EXTRACTED TEXT =
[START]

Haight-Ashbury
While
Swinging London vibrated to the Mod sound of
The Who and
The Small Faces, an entirely different youth scene had developed
half a world away - It was all Love and Peace on the west coast of
America.
The hits of 1967, including San Francisco (Be Sure to Wear
Flowers In Your Hair) by Scott McKenzie, Let's Go To San Francisco
by The Flowerpot Men, and
San Franciscan Nights by Eric Burdon,
advertised a counter-culture which had been evolving since 1965.
Centred on San Francisco's Haight-Ashbury district with its elegantly crumbling wooden Victorian
houses, a new generation inspired by the beatniks of the 1950s
came into being.
They called themselves Hippies and their gurus were rock bands
with idiosyncratic names like Jefferson
Airplane, The Grateful
Dead and Quicksilver Messenger
Service.
There are few crossroads with the name recognition of the San
Francisco intersection of Haight and Ashbury.
A seemingly
enchanted place, the Haight-Ashbury district begins at the top of
a rise that gradually makes its way west to the beach.
The fog
drifts up past Golden Gate Park with ritual regularity, settling
over the gingerbread Victorians and the Monterey Pines.
In the space of a little under five years, the Haight traced an
arc from a quaint if somewhat dilapidated working-class neighbourhood
to the Mecca of the psychedelic counterculture and back again.
By
the early 1970s, there was no longer any indication that the
street had once hosted a vibrant alternative society. It had
collapsed utterly under the weight of its own inner
contradictions.
Comprised of a nine-block stretch of Haight Street ending at
Golden Gate Park to the west, Haight-Ashbury, or 'The Hashbury' as
it was affectionately dubbed, was the result of a mixture of
happenstance and proximity, and the peculiar tolerance of San
Francisco, a city well known for a certain moral lassitude left
over from the Gold Rush era when it was a lascivious
rough-and-tumble city of dubious morality, heralded as the Babylon
of the west.

[END]

WHAT TO WORK ON =
A – Write out the passage of the Haight-Ashbury text starting at "The hits of" and ending at "evolving since 1965.".
B – Rewrite the records as a JSON list of strings, one string per line, starting at the first line of the records and ending at the line that contains "701,944 -> 820,1072", with both of those lines included. Leave out blank lines and the pictures.

EXTRACTED DATA =
[START]

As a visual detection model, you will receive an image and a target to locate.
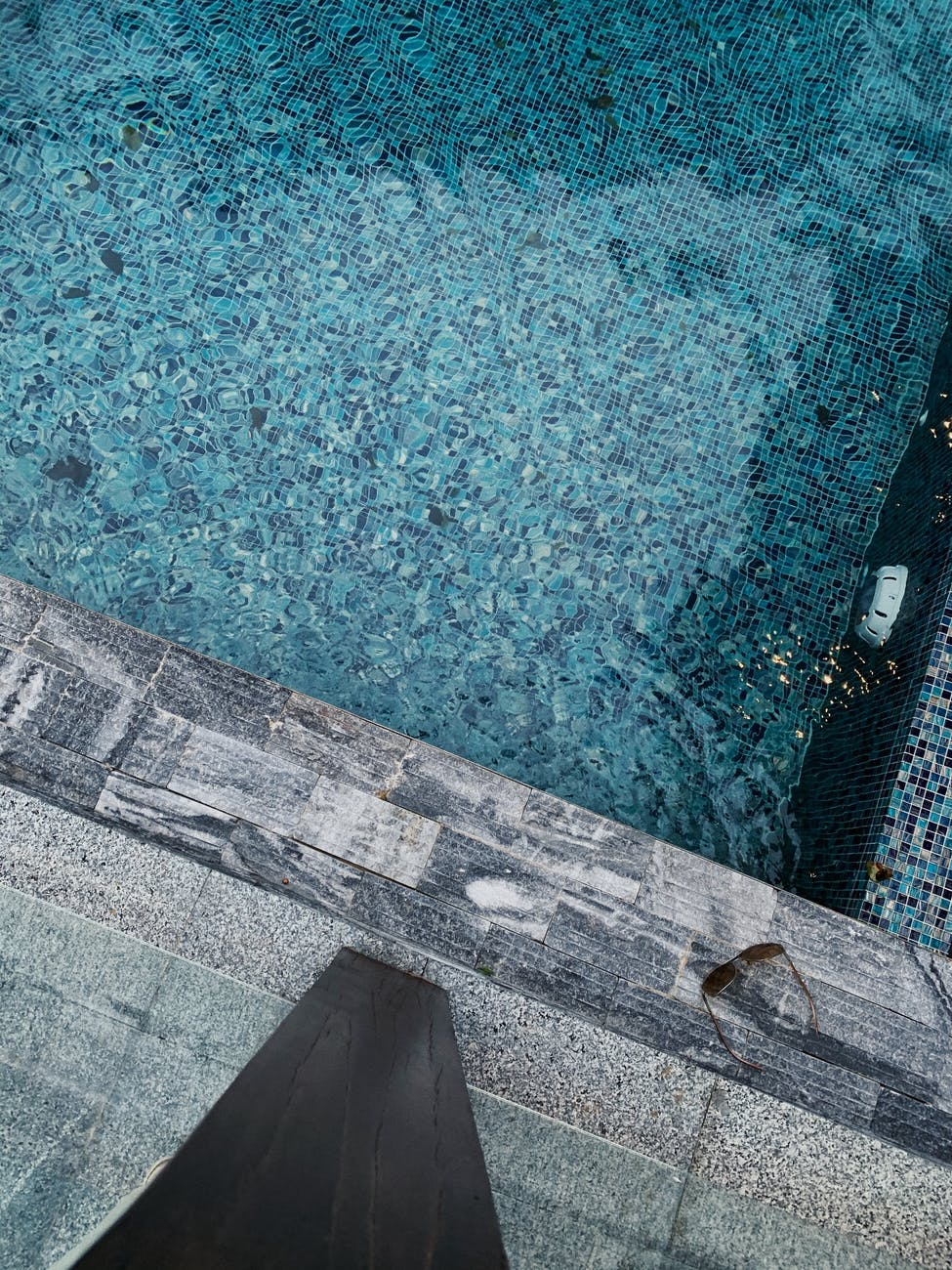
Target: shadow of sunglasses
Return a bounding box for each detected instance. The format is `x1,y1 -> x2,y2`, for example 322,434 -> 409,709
701,944 -> 820,1072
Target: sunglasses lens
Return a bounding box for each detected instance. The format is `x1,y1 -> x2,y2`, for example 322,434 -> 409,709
701,961 -> 737,997
737,944 -> 783,965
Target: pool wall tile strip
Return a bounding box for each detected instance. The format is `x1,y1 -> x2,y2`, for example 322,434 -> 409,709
0,878 -> 952,1270
0,579 -> 952,1161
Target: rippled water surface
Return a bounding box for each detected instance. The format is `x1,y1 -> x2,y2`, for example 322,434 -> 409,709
0,0 -> 952,877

[END]

TASK RESULTS =
A –
The hits of 1967, including San Francisco (Be Sure to Wear
Flowers In Your Hair) by Scott McKenzie, Let's Go To San Francisco
by The Flowerpot Men, and
San Franciscan Nights by Eric Burdon,
advertised a counter-culture which had been evolving since 1965.

B –
[
  "As a visual detection model, you will receive an image and a target to locate.",
  "Target: shadow of sunglasses",
  "Return a bounding box for each detected instance. The format is `x1,y1 -> x2,y2`, for example 322,434 -> 409,709",
  "701,944 -> 820,1072"
]